PROBLEM TO SOLVE:
Take the line that contains "Given the photograph above, point out the dense tree" as the first line and the last line of the material below as the final one; reproduce exactly the lines between, inclusive.

* BEGIN SOURCE MATERIAL *

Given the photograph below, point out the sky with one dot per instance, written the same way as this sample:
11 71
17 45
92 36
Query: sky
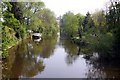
60 7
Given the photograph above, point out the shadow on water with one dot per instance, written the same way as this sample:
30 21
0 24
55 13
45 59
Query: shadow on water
27 60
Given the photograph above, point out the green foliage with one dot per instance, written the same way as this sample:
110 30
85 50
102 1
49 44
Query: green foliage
69 25
99 19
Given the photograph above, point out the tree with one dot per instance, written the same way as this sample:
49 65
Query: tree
99 19
88 22
69 24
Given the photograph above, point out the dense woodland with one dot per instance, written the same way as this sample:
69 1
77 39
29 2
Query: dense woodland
96 32
19 17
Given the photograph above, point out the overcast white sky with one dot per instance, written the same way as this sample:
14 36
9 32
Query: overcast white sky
60 7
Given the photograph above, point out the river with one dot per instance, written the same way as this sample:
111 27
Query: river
53 58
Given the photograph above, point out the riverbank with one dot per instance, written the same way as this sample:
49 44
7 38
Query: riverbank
4 52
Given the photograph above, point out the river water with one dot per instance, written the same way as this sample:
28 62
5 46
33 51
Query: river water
53 58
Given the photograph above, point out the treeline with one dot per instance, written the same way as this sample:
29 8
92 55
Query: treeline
99 31
19 17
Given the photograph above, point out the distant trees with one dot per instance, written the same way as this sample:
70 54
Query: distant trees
70 24
113 22
18 17
99 19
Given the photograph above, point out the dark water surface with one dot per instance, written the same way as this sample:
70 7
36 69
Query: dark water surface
54 58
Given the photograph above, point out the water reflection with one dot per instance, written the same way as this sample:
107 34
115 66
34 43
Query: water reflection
57 56
72 50
26 60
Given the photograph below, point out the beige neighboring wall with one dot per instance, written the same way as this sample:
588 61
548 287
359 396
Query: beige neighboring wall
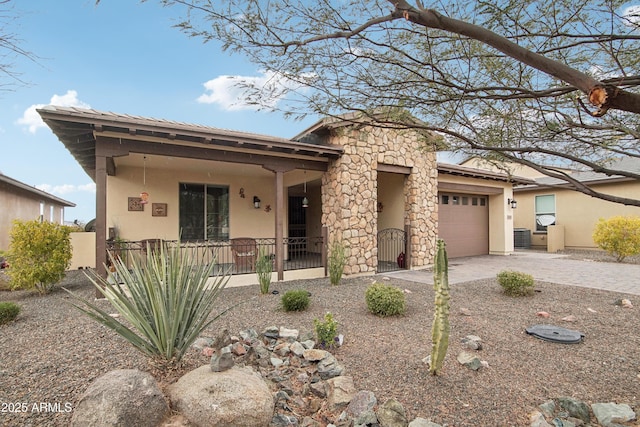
23 202
84 250
577 212
500 213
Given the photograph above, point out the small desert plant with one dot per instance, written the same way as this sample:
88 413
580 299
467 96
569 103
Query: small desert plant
515 283
619 236
295 300
326 331
337 261
39 254
264 268
8 312
385 300
166 301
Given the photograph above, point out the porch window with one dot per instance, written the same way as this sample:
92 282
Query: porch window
204 212
545 211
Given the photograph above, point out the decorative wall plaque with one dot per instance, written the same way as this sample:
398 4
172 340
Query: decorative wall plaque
135 204
158 209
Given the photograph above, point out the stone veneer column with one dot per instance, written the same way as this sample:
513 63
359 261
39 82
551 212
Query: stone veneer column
350 188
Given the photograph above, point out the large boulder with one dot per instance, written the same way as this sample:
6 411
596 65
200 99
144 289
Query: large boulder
125 397
237 397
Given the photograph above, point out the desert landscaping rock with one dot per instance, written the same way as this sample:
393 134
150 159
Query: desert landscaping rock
609 414
238 397
472 342
340 391
392 414
469 360
120 398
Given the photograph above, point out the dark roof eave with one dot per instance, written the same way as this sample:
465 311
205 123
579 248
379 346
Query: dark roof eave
450 169
35 191
99 121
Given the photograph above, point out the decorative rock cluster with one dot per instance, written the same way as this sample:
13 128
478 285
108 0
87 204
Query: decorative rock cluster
569 412
308 384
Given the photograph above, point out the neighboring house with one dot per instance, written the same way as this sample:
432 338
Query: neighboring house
24 202
373 189
550 206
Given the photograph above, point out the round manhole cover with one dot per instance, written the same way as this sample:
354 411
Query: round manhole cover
555 334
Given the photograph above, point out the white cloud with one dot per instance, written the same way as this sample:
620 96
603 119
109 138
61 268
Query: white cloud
233 93
64 189
32 119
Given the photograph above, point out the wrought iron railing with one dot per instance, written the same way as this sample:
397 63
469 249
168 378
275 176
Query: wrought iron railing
234 256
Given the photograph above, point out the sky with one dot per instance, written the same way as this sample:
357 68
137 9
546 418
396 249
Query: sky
121 56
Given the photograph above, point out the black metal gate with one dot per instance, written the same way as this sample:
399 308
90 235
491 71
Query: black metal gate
391 249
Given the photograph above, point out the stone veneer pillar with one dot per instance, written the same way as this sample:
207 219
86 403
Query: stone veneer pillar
350 189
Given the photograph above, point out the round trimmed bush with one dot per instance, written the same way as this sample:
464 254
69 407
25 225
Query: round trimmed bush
8 312
295 300
385 300
515 283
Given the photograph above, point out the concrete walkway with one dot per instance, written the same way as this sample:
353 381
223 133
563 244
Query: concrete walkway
554 268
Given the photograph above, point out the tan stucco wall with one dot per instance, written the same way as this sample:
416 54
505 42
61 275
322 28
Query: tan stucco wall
501 216
577 212
18 204
350 193
163 187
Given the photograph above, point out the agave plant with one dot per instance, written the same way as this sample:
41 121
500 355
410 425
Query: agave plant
166 299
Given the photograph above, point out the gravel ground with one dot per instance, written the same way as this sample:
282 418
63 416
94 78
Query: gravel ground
52 352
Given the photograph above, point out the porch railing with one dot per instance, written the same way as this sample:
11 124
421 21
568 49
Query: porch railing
234 256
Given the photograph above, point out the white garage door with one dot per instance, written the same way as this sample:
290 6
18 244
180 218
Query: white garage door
463 223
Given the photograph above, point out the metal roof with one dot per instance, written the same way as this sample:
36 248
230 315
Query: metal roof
626 164
77 129
33 190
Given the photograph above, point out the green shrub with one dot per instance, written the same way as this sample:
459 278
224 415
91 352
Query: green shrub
39 254
619 236
295 300
326 331
8 312
264 268
385 300
165 303
337 261
515 283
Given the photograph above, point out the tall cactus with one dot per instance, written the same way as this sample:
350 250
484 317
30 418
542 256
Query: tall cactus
440 327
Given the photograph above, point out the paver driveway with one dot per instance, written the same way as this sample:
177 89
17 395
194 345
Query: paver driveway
554 268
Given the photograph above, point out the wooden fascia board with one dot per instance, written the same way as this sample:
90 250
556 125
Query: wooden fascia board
115 147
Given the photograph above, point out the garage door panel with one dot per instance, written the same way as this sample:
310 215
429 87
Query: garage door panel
463 223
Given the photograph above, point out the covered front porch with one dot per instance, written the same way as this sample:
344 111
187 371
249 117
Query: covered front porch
205 187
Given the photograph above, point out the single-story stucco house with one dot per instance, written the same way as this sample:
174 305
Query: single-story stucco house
551 216
378 191
20 201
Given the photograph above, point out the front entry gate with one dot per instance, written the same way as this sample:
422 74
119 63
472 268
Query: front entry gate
392 243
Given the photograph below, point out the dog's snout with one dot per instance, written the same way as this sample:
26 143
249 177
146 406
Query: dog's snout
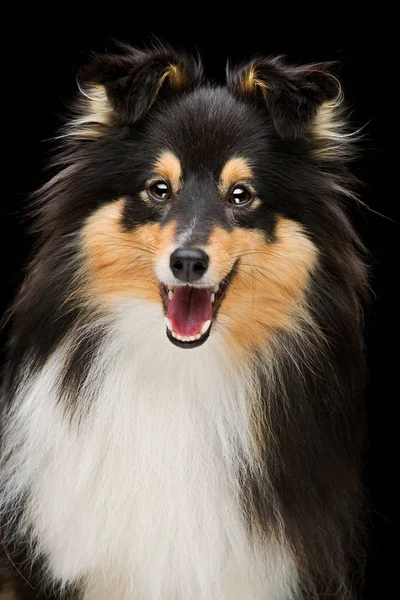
189 264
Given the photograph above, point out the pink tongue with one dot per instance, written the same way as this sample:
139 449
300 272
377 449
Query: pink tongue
189 309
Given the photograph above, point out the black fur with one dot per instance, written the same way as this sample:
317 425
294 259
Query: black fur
315 455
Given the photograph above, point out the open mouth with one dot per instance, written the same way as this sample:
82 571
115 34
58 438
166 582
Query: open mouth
190 311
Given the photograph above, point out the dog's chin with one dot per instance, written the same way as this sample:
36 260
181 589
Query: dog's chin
191 310
188 345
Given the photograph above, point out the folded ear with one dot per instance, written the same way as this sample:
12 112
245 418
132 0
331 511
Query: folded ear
124 85
291 94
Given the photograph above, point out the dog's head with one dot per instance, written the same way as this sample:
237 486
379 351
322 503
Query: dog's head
208 201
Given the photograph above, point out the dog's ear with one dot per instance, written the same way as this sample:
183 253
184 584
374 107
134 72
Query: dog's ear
292 95
124 85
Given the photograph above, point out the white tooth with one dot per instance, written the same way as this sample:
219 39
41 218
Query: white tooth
205 327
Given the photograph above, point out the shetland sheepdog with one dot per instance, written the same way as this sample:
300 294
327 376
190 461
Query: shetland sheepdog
182 414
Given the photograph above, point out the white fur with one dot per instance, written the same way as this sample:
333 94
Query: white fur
138 493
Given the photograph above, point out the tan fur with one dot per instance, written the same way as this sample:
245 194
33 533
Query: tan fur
168 166
176 76
267 292
97 113
119 265
235 170
328 129
249 82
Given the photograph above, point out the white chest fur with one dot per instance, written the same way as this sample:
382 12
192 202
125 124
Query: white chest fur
141 496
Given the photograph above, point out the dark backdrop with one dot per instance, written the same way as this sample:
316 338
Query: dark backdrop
44 53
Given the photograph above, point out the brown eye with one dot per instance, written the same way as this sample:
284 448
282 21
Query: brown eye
240 196
160 191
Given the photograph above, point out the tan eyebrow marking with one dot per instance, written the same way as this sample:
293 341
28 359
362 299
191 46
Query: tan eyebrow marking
168 167
235 169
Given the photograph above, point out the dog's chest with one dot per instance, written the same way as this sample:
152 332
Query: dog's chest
143 493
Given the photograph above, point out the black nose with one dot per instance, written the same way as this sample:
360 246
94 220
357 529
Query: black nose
188 264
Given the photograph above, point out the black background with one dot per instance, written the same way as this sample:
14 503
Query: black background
43 56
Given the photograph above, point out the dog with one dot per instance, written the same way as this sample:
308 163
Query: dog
182 405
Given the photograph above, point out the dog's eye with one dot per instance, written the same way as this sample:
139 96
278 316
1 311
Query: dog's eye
240 196
160 191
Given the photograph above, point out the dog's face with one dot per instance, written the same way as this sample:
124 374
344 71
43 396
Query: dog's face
204 205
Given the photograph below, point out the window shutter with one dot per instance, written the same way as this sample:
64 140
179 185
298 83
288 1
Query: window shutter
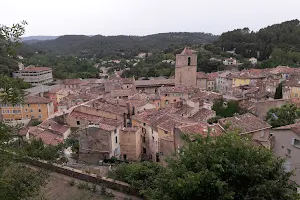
293 141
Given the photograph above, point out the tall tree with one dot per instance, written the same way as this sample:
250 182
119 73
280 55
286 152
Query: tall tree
285 115
278 92
17 181
226 167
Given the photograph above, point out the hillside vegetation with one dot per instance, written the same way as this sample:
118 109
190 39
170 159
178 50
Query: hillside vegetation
119 46
278 44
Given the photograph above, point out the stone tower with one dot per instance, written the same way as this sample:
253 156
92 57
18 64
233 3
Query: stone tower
186 68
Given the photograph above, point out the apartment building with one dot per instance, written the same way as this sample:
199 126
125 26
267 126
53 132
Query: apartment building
34 107
35 75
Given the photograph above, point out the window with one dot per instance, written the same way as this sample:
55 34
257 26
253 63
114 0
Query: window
262 133
143 130
295 142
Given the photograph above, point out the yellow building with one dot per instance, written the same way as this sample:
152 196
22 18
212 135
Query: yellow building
292 87
245 78
34 107
240 81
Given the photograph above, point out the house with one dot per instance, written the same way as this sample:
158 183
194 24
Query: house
38 108
201 80
224 81
170 95
130 144
253 61
230 61
144 55
186 68
151 86
287 146
34 107
72 83
192 130
248 125
98 142
57 94
291 87
211 81
51 125
35 75
246 78
47 137
171 62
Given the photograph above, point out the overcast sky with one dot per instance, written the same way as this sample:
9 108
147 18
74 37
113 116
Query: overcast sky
143 17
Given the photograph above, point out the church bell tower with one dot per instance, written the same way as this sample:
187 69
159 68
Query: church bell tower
186 68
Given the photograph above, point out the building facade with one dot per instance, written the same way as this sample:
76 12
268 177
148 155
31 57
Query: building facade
34 107
186 68
35 75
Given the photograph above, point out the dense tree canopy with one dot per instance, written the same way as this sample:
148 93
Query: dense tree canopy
227 167
285 115
227 109
262 43
120 46
17 181
65 66
278 92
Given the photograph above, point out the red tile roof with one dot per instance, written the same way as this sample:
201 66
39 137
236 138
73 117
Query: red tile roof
47 137
36 100
52 125
201 129
187 51
72 81
155 82
97 120
201 75
34 69
246 123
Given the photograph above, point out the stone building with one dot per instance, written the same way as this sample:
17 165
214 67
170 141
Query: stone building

* END SOURCE MATERIAL *

RESPONSE FOR THIS EXERCISE:
Given the photograph above, point out the dense tree canopy with one dot per instance, written the same way as this sample:
148 93
Query: dense tree canopy
227 167
285 115
227 109
262 43
120 46
17 181
65 66
278 92
Given the photograph above, point out the red tile roof with one dot per instance, written the same way as this sample:
201 66
39 137
236 138
73 117
Query: red tile roof
47 137
36 100
52 125
201 129
187 51
72 81
155 82
97 120
201 75
34 69
246 123
Given the photograph above, point out the stone building with one dot per instance, written the same way as this sample:
17 165
214 67
170 141
Query: stone building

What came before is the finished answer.